Dataset extract:
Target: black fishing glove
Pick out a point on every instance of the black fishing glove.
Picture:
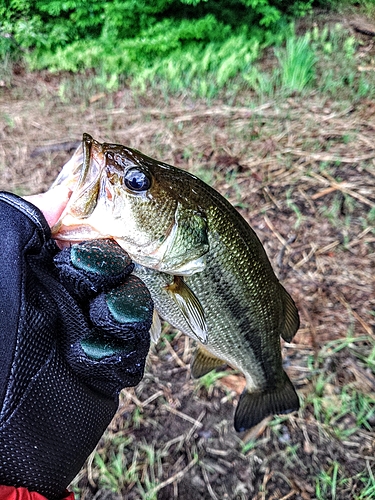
(73, 332)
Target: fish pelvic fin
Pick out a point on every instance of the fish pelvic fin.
(204, 362)
(190, 307)
(291, 316)
(155, 330)
(253, 407)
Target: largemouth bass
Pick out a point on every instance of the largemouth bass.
(206, 269)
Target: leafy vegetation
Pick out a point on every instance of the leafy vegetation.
(196, 44)
(290, 144)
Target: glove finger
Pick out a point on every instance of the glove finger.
(91, 267)
(119, 341)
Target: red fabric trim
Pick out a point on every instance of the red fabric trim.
(12, 493)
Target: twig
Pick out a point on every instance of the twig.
(364, 325)
(208, 484)
(176, 477)
(183, 415)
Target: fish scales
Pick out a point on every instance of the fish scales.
(206, 269)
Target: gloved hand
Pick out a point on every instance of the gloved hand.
(74, 330)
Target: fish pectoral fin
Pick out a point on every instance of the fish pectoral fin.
(291, 324)
(204, 362)
(190, 307)
(155, 330)
(253, 407)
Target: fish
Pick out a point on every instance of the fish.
(206, 269)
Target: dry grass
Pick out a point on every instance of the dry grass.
(302, 172)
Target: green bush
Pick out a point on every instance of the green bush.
(147, 41)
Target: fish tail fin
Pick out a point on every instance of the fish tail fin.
(291, 323)
(253, 407)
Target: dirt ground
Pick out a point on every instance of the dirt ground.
(301, 171)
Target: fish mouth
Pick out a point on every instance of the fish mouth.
(81, 174)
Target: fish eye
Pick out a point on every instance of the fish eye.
(136, 180)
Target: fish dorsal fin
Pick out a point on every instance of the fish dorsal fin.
(204, 362)
(155, 330)
(190, 307)
(291, 324)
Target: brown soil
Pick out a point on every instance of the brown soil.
(302, 172)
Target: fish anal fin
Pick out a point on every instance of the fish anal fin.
(155, 330)
(190, 307)
(204, 362)
(253, 407)
(291, 324)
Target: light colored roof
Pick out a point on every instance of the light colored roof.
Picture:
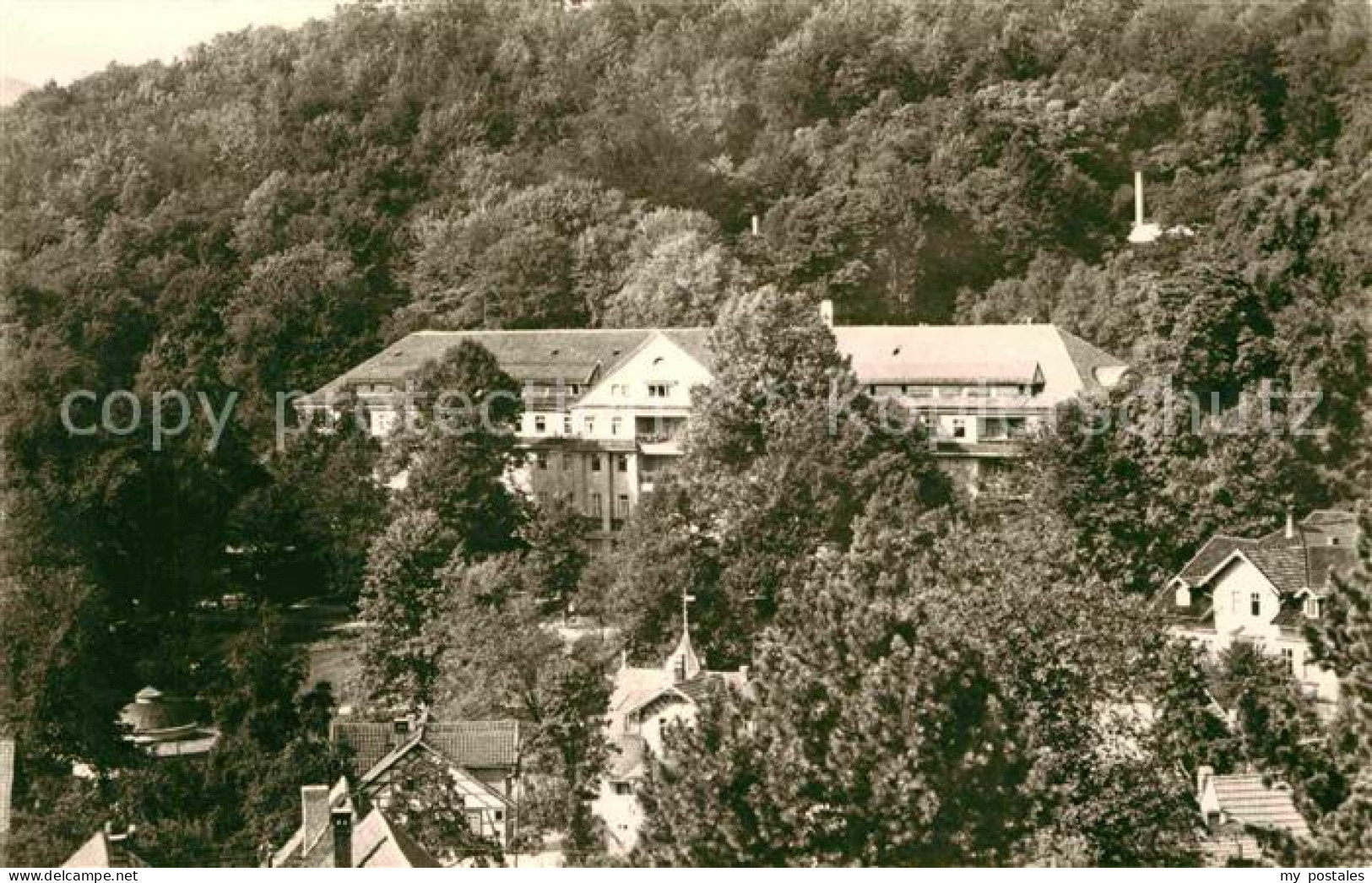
(963, 354)
(970, 354)
(1249, 799)
(103, 852)
(380, 843)
(627, 757)
(1323, 544)
(571, 355)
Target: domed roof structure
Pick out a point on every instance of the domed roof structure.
(154, 718)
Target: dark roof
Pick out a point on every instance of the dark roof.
(472, 745)
(1250, 799)
(627, 756)
(151, 711)
(6, 791)
(1323, 544)
(706, 685)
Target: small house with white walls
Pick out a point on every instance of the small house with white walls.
(1264, 591)
(643, 704)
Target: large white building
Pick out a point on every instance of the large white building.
(1264, 591)
(605, 409)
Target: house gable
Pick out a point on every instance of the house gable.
(1238, 588)
(662, 366)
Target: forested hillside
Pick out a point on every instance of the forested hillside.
(280, 203)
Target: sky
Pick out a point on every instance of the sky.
(63, 40)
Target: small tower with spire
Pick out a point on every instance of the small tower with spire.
(684, 664)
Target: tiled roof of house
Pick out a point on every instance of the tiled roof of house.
(6, 791)
(1233, 849)
(571, 355)
(377, 842)
(627, 757)
(1013, 354)
(1213, 553)
(1283, 564)
(474, 745)
(1249, 799)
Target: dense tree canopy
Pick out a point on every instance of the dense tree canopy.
(276, 204)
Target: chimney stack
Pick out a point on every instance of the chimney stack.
(1137, 199)
(314, 810)
(342, 819)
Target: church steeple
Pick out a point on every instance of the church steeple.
(684, 664)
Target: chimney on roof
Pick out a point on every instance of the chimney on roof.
(1137, 199)
(314, 812)
(342, 819)
(1203, 777)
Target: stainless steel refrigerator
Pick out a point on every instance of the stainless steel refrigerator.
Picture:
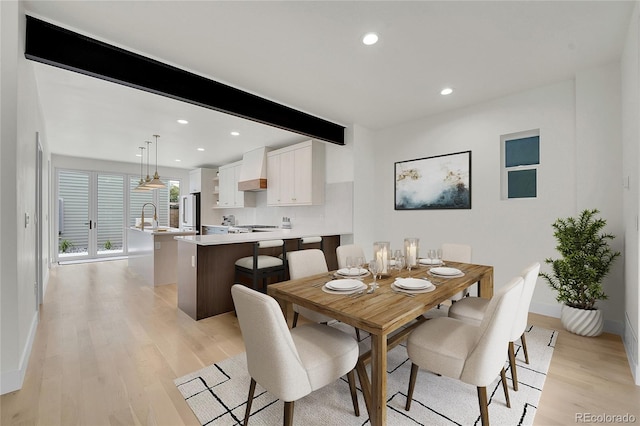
(190, 212)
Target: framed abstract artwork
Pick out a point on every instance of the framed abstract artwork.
(431, 183)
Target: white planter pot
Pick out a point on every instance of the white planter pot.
(581, 321)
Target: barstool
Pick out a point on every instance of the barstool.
(260, 266)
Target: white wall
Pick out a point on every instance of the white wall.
(21, 121)
(630, 67)
(508, 234)
(599, 169)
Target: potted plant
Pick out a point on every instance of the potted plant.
(577, 276)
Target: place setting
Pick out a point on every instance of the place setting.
(344, 286)
(446, 272)
(412, 286)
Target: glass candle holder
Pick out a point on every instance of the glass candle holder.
(411, 247)
(382, 255)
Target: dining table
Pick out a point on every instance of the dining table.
(387, 314)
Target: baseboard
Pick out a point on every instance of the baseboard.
(554, 311)
(544, 309)
(12, 380)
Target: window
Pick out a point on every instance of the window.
(520, 159)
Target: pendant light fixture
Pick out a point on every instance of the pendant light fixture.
(156, 183)
(141, 187)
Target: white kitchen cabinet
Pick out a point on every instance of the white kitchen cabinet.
(195, 181)
(229, 196)
(296, 175)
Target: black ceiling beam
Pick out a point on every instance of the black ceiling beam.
(53, 45)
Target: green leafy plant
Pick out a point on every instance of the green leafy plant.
(65, 245)
(586, 260)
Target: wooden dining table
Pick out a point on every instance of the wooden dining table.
(388, 316)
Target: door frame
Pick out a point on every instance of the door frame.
(92, 234)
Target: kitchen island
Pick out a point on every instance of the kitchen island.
(206, 265)
(153, 253)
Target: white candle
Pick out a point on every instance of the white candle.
(385, 260)
(412, 255)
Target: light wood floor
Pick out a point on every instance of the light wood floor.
(108, 348)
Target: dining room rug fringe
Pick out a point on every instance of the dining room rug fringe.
(217, 394)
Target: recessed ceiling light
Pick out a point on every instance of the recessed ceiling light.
(370, 38)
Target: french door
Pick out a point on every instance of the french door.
(90, 214)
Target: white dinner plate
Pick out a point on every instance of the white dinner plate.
(344, 285)
(425, 261)
(445, 271)
(352, 272)
(412, 283)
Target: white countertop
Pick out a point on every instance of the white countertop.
(163, 231)
(249, 237)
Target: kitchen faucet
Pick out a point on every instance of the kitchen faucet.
(155, 215)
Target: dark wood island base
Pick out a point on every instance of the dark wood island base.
(207, 272)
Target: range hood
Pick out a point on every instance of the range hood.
(253, 173)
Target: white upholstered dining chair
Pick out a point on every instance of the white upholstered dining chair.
(472, 310)
(290, 364)
(474, 354)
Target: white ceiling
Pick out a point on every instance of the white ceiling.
(308, 55)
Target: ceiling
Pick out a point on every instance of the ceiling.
(308, 55)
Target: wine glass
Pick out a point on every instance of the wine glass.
(374, 268)
(432, 256)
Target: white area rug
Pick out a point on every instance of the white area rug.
(217, 394)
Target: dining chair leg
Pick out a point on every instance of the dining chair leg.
(505, 388)
(252, 389)
(524, 348)
(288, 413)
(512, 363)
(351, 378)
(412, 385)
(484, 410)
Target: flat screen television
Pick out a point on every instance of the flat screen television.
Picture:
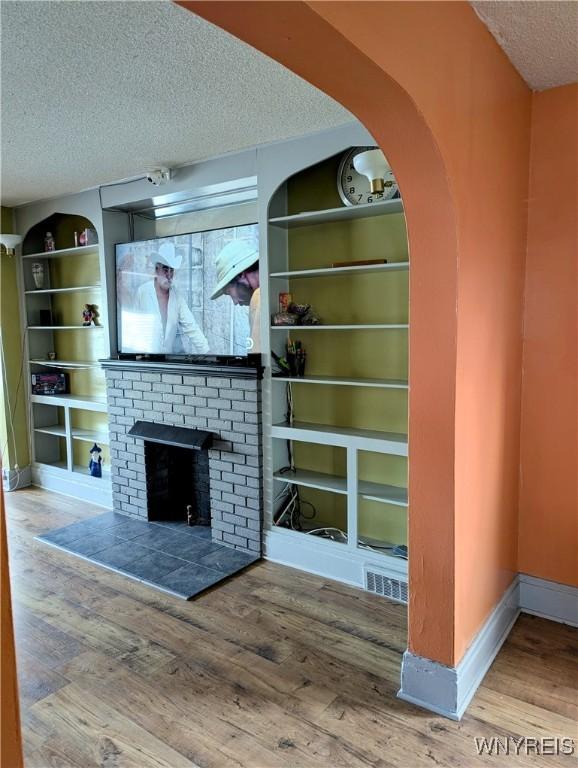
(190, 295)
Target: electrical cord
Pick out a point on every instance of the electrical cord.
(11, 407)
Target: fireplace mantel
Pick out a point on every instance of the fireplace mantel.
(192, 369)
(167, 434)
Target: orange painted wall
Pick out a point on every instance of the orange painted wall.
(432, 85)
(548, 543)
(478, 109)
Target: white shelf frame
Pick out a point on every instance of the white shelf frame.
(342, 561)
(344, 381)
(65, 328)
(76, 402)
(301, 274)
(345, 213)
(81, 250)
(70, 289)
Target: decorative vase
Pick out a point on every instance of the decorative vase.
(38, 275)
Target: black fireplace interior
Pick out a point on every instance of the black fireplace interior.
(177, 484)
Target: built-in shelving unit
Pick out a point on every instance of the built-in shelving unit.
(345, 381)
(299, 274)
(72, 289)
(55, 287)
(81, 250)
(342, 213)
(64, 328)
(338, 434)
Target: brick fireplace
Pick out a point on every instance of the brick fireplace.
(224, 402)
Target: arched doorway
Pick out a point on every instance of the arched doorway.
(297, 35)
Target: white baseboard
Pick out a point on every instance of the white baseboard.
(82, 487)
(14, 479)
(327, 558)
(557, 602)
(448, 690)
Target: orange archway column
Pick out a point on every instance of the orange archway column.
(298, 37)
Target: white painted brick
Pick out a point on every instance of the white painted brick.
(172, 378)
(206, 392)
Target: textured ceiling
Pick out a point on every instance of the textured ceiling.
(93, 92)
(540, 38)
(102, 90)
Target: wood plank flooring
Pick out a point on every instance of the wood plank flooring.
(273, 668)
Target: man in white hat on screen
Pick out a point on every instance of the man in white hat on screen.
(238, 276)
(164, 312)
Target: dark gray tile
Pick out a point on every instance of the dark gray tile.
(157, 537)
(199, 531)
(227, 560)
(190, 579)
(130, 529)
(120, 555)
(154, 565)
(189, 548)
(93, 543)
(104, 522)
(65, 536)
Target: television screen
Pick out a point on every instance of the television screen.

Work to do:
Put the entries into a numbered list, starting at the line containing "Target: man in white hat on screen" and running through the last line, with both ends included and blank lines omitted.

The output:
1. Target: man in white hat on screen
2. Pick out a point on every instance of the man in white hat on screen.
3. (238, 276)
4. (164, 312)
5. Target: dark gray tile
6. Pick out a point on every instance of the dark gray tile.
7. (157, 537)
8. (199, 531)
9. (227, 560)
10. (190, 579)
11. (130, 529)
12. (120, 555)
13. (154, 565)
14. (189, 548)
15. (93, 543)
16. (104, 522)
17. (65, 536)
18. Target: television screen
19. Pick out a point on every instance of the television screen.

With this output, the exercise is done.